• Written instruction
Return each line of the listing below that contains the word "blue".
────────────────────────────────────────
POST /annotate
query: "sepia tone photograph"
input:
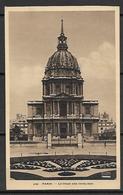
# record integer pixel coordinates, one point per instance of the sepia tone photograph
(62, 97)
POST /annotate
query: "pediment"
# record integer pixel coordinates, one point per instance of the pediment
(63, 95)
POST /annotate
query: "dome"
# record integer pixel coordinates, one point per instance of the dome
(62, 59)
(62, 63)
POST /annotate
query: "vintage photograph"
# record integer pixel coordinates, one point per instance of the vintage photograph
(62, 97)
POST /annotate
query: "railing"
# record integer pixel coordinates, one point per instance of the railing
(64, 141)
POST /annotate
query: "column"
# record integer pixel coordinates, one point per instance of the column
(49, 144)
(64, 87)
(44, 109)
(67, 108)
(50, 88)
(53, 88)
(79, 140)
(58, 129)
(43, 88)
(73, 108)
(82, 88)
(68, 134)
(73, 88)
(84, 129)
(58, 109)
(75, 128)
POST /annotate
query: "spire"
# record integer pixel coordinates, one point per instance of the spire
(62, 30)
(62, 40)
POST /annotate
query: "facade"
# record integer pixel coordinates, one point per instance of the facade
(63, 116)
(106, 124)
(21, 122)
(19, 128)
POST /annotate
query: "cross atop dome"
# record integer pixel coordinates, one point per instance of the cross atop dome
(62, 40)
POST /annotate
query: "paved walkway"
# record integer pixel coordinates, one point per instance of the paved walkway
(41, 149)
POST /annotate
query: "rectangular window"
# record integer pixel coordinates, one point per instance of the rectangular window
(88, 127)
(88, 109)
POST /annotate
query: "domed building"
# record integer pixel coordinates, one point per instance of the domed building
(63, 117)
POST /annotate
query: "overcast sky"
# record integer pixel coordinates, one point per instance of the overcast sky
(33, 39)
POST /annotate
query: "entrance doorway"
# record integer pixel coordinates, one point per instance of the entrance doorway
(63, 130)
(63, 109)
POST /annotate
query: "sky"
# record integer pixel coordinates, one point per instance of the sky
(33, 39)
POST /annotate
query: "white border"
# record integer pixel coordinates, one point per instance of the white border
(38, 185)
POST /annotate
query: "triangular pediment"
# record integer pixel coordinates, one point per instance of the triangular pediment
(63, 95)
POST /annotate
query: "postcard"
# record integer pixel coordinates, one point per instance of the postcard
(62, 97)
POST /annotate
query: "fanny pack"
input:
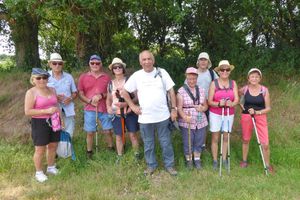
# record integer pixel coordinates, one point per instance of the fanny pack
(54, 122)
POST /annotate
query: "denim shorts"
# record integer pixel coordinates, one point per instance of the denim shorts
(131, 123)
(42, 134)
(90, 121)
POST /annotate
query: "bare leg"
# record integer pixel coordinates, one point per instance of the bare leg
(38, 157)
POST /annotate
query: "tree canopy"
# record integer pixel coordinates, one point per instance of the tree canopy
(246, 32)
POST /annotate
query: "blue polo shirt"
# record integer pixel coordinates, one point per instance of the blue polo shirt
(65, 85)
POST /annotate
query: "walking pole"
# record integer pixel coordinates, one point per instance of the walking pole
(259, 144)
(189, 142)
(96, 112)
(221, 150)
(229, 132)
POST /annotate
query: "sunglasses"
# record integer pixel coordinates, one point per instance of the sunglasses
────────────────────────────────────────
• Response below
query: "blue polo shirt"
# record integer pixel coordinates, one point per instance of the blue polo shirt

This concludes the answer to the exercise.